-- begin Extract provided --

Ron, mate, not one of your best ideas I'm afraid. You must remember that some members work spaces are not much bigger that your device. Could I suggest that a simple, quick to make router support like this one, made from a side fence but smooth or threaded rods would not take much longer to make and it's so much more versatile. The one shown in Bj's link is also very quick and simple to make and with a row of holes doubles for a circle cutting jig.


----------



## allthunbs (Jun 22, 2008)

harrysin said:


> Ron, mate, not one of your best ideas I'm afraid. You must remember that some members work spaces are not much bigger that your device. Could I suggest that a simple, quick to make router support like this one, made from a side fence but smooth or threaded rods would not take much longer to make and it's so much more versatile. The one shown in Bj's link is also very quick and simple to make and with a row of holes doubles for a circle cutting jig.


Hi Harry:

Nope, different purpose. The foot will stabilize the router on two different planes. The shii is to stabilize the router on a single plane where tipping is a probability. Specifically, doing edge work on large panels i.e. counter tops or router table insert holes. I'm using polycarbonate but the original was two sticks of wood. I had a problem with the wood moving out of spec so I had to use plastic.

This is not intended for everyone but it is intended as a method of using a router. I don't know about you guys but I have lots of molding to do in this house and this thing is quite necessary for me. I just figured someone else might find it handy.


----------



## levon (Sep 14, 2008)

hi Ron,

it would seem to me it would be easier to do molding on a rt.


----------



## gregW (Mar 14, 2007)

Ron,
Can you can post some pics of the actual application you are or will be using this on? 

Thanks!


----------



## gav (Oct 12, 2009)

allthunbs said:


> Hi Harry:
> 
> Nope, different purpose. The foot will stabilize the router on two different planes. The shii is to stabilize the router on a single plane where tipping is a probability. Specifically, doing edge work on large panels i.e. counter tops or router table insert holes. I'm using polycarbonate but the original was two sticks of wood. I had a problem with the wood moving out of spec so I had to use plastic.
> 
> This is not intended for everyone but it is intended as a method of using a router. I don't know about you guys but I have lots of molding to do in this house and this thing is quite necessary for me. I just figured someone else might find it handy.



Either I'm missing something here, or you're missing something.
The offset router bases that both BJ and Harry have posted are for exactly the purpose that you are describing for your Shiis. That is, to provide an extended base, resting on one plane, for the router when routing on the edge of material when tipping is a probability.
Yours is the same as theirs, just a lot bigger. 
What am I missing ?

-- end Extract provided --

### Set task 1:
Print, word for word, the rows from the line containing "the balcony railing" through the last of the rows.

-- begin Input data --

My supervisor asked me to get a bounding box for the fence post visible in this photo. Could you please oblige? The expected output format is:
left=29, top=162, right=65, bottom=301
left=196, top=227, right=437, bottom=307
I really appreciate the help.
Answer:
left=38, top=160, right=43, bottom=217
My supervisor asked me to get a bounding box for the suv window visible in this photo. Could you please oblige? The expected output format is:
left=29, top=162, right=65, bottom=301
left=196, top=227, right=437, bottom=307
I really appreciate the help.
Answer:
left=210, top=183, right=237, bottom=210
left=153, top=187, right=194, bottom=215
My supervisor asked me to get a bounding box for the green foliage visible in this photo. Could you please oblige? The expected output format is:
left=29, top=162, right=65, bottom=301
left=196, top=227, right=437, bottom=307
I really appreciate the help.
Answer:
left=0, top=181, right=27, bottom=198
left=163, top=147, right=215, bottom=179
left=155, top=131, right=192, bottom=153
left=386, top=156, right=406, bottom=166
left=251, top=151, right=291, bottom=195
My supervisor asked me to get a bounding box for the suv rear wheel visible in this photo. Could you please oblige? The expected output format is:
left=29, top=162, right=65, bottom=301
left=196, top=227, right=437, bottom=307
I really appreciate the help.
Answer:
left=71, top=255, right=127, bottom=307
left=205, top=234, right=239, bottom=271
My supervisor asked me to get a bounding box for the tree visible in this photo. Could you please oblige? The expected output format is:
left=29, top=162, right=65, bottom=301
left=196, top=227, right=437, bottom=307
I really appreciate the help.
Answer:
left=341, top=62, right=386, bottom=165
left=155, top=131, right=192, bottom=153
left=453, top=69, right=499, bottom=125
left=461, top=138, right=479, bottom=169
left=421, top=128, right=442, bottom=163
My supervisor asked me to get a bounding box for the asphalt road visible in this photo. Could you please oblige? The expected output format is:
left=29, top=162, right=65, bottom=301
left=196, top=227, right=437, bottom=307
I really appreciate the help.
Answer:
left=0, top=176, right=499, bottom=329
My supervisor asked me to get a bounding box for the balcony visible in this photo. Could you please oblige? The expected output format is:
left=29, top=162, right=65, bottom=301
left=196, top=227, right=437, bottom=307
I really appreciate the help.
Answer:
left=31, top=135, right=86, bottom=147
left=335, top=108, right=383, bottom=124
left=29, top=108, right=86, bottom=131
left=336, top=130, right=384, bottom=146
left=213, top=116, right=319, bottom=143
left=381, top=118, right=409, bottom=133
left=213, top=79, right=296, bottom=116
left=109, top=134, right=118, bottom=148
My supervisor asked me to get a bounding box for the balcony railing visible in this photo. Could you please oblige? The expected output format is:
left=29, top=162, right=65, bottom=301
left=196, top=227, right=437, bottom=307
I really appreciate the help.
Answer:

-- end Input data --

### Set task 2:
Output, without any changes, the passage of the forum thread on router bases that opens with the words "## gav (Oct" and closes with "you're missing something.".

### Task answer 1:
My supervisor asked me to get a bounding box for the balcony railing visible in this photo. Could you please oblige? The expected output format is:
left=29, top=162, right=65, bottom=301
left=196, top=227, right=437, bottom=307
I really appreciate the help.
Answer:

### Task answer 2:
## gav (Oct 12, 2009)

allthunbs said:


> Hi Harry:
> 
> Nope, different purpose. The foot will stabilize the router on two different planes. The shii is to stabilize the router on a single plane where tipping is a probability. Specifically, doing edge work on large panels i.e. counter tops or router table insert holes. I'm using polycarbonate but the original was two sticks of wood. I had a problem with the wood moving out of spec so I had to use plastic.
> 
> This is not intended for everyone but it is intended as a method of using a router. I don't know about you guys but I have lots of molding to do in this house and this thing is quite necessary for me. I just figured someone else might find it handy.



Either I'm missing something here, or you're missing something.